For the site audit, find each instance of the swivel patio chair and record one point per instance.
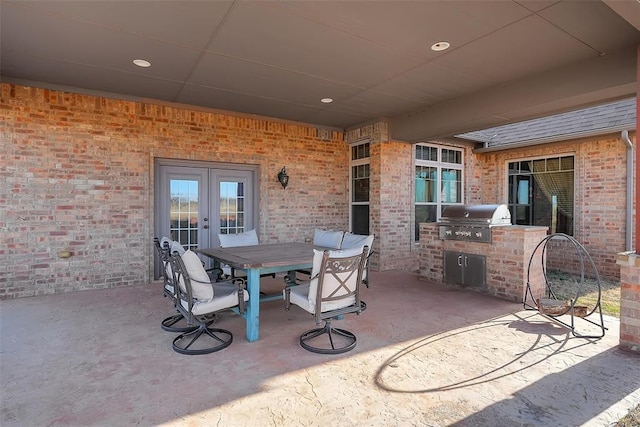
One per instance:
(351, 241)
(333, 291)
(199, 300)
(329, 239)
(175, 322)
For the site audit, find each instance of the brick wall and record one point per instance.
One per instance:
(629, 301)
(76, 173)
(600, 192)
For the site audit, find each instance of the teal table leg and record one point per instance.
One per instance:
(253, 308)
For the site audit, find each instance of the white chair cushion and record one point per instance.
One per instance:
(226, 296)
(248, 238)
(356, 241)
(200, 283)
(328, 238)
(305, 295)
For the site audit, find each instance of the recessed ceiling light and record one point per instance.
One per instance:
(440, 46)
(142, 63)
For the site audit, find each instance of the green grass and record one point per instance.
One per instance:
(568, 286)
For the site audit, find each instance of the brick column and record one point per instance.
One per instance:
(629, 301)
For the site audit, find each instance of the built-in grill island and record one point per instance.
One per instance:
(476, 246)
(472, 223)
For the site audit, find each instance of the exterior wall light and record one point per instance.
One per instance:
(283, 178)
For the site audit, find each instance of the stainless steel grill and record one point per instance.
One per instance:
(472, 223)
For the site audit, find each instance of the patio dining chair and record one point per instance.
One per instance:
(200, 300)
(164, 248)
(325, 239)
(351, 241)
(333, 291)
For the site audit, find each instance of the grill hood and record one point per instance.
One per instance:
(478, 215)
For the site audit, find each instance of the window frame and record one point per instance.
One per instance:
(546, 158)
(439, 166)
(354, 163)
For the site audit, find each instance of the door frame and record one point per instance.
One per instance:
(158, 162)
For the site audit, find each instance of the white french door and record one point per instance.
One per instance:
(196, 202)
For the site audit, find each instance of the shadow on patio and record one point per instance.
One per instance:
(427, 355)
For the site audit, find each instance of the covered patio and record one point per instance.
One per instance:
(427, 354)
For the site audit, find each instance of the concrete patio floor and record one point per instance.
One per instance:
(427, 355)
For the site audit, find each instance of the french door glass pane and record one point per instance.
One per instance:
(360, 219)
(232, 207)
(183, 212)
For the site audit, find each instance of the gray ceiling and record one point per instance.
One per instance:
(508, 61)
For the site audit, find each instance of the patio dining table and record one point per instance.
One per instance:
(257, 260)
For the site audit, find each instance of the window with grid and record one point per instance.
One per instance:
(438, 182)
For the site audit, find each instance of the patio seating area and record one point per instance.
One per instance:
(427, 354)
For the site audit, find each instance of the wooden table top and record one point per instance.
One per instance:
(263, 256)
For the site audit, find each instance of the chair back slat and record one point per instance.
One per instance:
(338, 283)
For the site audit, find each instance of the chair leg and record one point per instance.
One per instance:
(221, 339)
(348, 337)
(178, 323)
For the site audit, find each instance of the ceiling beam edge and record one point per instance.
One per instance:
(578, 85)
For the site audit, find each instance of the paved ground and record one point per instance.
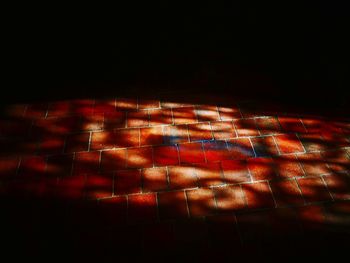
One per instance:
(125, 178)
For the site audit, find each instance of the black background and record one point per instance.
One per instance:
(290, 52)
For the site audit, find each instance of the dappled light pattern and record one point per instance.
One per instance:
▬▬▬▬▬▬▬▬▬▬
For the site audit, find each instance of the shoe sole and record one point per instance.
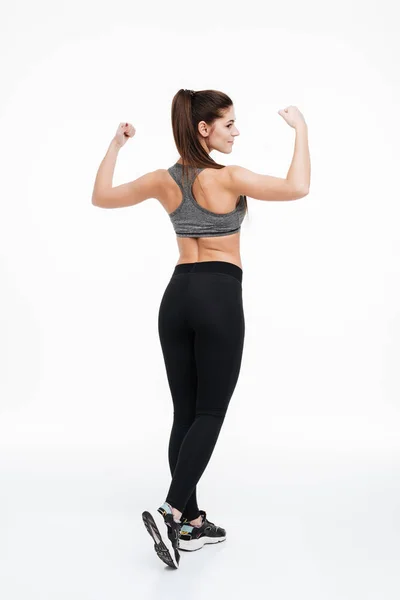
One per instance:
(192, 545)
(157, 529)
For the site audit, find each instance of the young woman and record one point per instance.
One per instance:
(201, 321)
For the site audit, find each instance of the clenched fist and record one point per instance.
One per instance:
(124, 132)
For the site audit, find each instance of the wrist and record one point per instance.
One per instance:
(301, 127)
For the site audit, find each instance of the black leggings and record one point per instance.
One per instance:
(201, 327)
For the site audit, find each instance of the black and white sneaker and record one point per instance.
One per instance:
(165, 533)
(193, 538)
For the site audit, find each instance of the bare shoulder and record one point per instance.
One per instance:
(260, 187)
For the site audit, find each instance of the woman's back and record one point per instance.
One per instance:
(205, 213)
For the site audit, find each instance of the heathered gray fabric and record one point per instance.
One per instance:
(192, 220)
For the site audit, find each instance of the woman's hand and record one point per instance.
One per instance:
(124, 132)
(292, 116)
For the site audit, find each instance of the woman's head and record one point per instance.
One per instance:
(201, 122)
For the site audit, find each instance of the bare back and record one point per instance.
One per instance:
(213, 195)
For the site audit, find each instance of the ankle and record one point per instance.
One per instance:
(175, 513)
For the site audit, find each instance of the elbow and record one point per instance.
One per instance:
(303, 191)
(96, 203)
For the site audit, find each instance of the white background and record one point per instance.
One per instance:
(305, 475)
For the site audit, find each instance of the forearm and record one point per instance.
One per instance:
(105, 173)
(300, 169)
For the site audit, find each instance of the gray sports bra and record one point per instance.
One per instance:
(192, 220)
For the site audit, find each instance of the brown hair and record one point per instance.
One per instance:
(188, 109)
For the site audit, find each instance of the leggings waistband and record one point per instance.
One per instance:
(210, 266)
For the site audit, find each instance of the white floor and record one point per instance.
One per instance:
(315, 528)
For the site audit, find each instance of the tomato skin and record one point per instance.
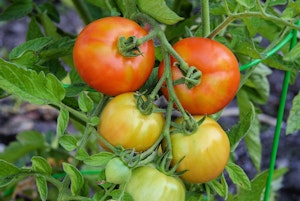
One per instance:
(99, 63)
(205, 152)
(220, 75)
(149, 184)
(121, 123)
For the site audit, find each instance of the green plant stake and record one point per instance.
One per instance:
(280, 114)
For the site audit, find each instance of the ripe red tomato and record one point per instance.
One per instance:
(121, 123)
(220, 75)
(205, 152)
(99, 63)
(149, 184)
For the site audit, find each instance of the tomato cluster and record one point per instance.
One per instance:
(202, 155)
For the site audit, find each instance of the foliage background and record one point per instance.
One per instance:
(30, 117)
▬▬▬▬▬▬▬▬▬▬
AIM OF THE TASK - Extract exactly and only the lines above from the line containing "For the site audit, find each instance of the grill" through the line containing "table and record one point per instance.", both end lines included.

OUTPUT FOR THIS EXERCISE -
For the site audit, find each instance of the grill hood and record one point per instance.
One per instance:
(478, 215)
For the site audit, find each instance of the window frame and record one point per instance.
One per instance:
(546, 158)
(439, 166)
(354, 163)
For the site audit, find each instance of the door frame and record one point per instance.
One per instance:
(158, 162)
For the site audit, find each instance of the white french door and record one point per instance.
One per instance:
(196, 202)
For the site audit, find each instance of the shadow on patio and record one point per instance.
One per instance:
(427, 355)
For the site audit, find each instance of the covered patio and record one point per instance.
One per instance:
(427, 354)
For the site audit, find each instance of the concrete patio floor and record one point per instance.
One per instance:
(427, 355)
For the site audit, find each instance of the french door glass pane and record one point per instance.
One per instance:
(360, 219)
(232, 207)
(183, 212)
For the site audit, find each instance of the gray ceiling and record one point per instance.
One per instance:
(508, 61)
For the site audit, find each instance of the patio dining table and record one point per instance.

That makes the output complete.